EXCERPT TO READ –
- Opening Delimiter -

The Schools Construction Corp. was set up in 2002 to handle the massive effort of building new schools in 31 of New Jersey’s poorest communities under a state Supreme Court-mandated effort. But it ran through the $6 billion set aside for that effort far faster than expected — and with fewer new schools to show for the spending than expected.

The state Inspector General later reported that mismanagement and oversight gaps in the agency left it vulnerable to “waste, fraud and abuse of taxpayer dollars.”

With the money running out last July, the agency selected 59 projects for a funded “capital program,” placing hundreds of other projects on hold. State officials estimated in February that it will cost more than $12 billion to finish the suspended projects.

“We are midstream in a $6-billion construction program that has gone off track,” Zubrow said.

Zubrow does not expect to seek more funds until an overhaul of the Schools Construction Corp.’s management and operations is completed. Reforms will include more responsibility for local officials, as well as higher priority for projects where localities are able to contribute more toward the effort, he said.

- Closing Delimiter -

(Stored items)
- Opening Delimiter -

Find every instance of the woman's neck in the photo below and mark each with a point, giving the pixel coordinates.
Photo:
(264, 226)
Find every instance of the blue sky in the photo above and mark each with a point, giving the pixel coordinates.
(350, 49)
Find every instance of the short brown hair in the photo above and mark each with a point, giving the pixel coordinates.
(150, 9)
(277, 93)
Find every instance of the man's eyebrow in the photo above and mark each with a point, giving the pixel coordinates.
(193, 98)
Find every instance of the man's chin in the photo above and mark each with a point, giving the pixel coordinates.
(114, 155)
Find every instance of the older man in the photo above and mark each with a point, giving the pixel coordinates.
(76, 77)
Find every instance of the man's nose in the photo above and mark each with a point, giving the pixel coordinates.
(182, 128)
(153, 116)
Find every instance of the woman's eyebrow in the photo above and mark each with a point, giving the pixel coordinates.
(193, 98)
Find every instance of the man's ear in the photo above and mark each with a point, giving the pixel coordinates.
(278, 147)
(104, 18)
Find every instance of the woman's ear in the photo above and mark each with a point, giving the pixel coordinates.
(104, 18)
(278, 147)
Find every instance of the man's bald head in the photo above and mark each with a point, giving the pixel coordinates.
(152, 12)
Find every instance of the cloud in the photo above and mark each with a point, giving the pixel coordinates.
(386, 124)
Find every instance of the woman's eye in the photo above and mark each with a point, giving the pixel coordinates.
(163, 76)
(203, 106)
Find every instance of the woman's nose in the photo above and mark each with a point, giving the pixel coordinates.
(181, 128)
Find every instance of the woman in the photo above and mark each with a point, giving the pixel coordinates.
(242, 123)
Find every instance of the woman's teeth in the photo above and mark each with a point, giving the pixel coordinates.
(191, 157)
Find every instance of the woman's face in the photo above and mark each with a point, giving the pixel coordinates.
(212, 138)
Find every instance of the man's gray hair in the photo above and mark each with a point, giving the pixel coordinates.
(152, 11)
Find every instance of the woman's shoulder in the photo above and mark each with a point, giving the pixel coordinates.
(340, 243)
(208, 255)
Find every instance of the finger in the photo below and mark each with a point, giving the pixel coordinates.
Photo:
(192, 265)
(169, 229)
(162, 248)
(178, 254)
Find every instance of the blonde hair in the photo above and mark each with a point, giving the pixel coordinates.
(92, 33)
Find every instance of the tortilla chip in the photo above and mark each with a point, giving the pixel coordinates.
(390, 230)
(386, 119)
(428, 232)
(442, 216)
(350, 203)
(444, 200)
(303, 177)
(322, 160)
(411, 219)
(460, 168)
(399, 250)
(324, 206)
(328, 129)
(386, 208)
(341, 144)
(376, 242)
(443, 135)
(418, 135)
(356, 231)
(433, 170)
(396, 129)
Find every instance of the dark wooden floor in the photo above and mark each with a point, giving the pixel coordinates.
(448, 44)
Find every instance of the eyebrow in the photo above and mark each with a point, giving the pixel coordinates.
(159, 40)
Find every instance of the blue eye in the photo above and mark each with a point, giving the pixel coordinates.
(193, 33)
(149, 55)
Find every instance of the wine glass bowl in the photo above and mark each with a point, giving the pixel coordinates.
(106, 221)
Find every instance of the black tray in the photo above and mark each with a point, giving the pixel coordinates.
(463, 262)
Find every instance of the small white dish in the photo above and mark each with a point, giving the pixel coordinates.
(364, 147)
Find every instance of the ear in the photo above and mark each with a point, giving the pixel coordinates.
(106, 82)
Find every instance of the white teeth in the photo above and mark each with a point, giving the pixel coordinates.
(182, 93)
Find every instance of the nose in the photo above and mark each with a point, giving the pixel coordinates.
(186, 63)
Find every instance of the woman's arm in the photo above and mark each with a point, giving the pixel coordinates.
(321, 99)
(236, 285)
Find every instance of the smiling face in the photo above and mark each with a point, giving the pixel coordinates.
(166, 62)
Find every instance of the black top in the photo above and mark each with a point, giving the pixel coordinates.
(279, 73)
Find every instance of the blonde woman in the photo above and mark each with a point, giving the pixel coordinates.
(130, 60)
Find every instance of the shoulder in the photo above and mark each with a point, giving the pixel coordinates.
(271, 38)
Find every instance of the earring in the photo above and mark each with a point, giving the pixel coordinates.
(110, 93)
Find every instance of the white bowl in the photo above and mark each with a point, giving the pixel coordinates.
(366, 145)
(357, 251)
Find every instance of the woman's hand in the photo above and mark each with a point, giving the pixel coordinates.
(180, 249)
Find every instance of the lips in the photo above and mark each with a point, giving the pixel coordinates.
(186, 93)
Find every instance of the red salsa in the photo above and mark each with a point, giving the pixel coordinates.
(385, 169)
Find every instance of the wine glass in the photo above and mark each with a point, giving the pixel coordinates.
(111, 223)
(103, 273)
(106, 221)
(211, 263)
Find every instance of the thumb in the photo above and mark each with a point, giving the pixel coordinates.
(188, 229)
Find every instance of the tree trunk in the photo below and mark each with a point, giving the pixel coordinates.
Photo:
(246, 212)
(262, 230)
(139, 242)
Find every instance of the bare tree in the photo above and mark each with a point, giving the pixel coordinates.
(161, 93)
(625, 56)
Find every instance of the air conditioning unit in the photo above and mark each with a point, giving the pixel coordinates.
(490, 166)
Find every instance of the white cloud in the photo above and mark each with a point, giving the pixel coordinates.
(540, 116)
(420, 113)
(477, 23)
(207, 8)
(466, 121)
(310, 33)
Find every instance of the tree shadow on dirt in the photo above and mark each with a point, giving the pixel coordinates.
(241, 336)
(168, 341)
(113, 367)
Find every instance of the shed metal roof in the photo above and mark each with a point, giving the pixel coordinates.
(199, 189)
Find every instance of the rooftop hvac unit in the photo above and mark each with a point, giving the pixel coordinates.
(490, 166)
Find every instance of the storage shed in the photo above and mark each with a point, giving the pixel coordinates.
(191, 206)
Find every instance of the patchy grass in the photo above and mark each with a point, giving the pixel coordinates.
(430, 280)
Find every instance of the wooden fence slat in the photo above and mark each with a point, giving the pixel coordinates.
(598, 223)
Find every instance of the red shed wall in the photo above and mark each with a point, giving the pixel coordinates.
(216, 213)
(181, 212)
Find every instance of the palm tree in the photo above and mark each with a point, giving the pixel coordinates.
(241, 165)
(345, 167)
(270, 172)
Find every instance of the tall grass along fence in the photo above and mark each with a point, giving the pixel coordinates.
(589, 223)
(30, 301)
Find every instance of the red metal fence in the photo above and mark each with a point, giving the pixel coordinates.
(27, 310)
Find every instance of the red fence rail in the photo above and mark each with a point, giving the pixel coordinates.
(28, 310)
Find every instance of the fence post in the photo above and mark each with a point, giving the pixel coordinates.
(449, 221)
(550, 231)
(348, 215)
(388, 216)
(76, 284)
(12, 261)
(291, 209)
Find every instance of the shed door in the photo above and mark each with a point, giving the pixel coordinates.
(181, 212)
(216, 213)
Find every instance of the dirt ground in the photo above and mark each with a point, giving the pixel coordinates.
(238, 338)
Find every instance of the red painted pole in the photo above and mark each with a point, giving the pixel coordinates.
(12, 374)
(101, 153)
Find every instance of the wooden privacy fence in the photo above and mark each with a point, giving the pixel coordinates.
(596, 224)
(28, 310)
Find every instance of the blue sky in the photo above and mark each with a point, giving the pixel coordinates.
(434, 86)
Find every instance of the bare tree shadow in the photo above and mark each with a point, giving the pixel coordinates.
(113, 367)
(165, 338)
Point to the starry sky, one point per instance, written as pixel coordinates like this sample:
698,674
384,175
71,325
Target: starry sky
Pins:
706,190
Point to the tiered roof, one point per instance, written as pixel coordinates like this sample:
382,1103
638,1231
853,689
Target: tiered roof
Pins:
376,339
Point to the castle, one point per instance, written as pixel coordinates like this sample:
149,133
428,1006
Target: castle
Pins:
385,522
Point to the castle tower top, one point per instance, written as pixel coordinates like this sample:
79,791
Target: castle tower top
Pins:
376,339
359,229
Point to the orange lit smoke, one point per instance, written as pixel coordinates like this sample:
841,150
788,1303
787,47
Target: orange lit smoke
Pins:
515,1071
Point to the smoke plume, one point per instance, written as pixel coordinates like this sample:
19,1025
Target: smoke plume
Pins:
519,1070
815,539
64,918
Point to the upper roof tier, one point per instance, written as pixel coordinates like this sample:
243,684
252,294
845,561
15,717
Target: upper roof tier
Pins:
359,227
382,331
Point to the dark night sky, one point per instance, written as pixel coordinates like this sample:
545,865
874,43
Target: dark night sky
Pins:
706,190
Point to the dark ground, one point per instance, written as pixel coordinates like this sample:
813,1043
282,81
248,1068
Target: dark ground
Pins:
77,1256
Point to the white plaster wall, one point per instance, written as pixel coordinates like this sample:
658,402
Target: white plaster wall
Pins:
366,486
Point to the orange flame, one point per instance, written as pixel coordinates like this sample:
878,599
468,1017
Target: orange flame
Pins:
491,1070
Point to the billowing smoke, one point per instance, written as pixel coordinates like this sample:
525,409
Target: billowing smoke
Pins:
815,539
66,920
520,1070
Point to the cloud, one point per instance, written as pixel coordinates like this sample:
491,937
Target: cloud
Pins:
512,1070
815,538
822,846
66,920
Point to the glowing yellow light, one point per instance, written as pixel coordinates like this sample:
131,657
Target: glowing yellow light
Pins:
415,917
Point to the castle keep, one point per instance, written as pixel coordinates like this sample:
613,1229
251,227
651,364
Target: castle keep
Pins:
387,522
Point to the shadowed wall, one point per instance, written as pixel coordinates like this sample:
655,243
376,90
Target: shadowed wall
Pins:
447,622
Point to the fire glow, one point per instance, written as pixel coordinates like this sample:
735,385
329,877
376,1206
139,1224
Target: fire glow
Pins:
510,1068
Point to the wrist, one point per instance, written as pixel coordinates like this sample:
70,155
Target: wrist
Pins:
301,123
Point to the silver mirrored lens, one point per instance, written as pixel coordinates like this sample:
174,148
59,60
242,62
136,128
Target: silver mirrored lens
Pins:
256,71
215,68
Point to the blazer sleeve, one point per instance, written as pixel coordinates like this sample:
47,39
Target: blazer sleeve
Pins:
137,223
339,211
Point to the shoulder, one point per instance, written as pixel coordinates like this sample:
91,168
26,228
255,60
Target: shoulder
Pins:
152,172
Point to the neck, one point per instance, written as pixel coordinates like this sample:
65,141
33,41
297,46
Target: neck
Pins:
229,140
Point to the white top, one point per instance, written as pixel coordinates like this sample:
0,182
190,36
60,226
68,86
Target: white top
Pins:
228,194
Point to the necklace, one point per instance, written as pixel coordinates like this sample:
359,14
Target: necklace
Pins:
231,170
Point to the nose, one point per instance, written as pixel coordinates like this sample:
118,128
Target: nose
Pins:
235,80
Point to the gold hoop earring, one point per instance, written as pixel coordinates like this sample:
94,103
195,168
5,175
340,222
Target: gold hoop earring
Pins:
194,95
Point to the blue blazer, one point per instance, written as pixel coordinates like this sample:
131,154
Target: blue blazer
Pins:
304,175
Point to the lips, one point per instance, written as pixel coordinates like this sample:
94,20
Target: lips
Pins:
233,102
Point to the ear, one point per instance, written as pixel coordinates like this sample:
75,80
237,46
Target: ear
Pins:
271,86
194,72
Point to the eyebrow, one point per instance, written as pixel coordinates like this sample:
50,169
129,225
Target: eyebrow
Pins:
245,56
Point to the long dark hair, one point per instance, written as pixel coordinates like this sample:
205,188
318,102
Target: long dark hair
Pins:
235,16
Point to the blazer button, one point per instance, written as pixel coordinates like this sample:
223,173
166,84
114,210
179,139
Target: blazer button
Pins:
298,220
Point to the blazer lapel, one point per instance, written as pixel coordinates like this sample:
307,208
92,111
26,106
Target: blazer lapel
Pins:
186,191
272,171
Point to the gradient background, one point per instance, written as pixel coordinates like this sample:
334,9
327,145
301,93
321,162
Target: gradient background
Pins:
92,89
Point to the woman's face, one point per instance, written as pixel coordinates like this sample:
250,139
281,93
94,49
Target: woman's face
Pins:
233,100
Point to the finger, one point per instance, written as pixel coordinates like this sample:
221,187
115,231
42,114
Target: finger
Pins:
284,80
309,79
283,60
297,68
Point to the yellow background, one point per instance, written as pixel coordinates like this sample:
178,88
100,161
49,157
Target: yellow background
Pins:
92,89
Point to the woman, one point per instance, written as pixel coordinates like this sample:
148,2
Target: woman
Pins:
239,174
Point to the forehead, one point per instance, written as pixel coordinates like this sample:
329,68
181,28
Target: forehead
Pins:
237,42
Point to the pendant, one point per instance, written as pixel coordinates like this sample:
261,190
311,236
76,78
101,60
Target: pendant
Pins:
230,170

- Closing Delimiter -

Go on with the New Jersey school construction article, picking up after its last sentence.

The Schools Construction Corp. has spent $387 million on acquiring land for school projects, but millions was spent on land no longer slated for schools, or requiring millions more in cleanup because they are contaminated with toxins.

David Sciarra, an attorney who has argued on behalf of students in needy communities, told The Star-Ledger of Newark that Zubrow’s strategy of shifting more responsibility to localities made sense.

“The state should be able to say, ’If we’re going to pay for this school and build these schools, you’ve got the responsibility to make sure you deliver sites that are appropriate,’”Sciarra said.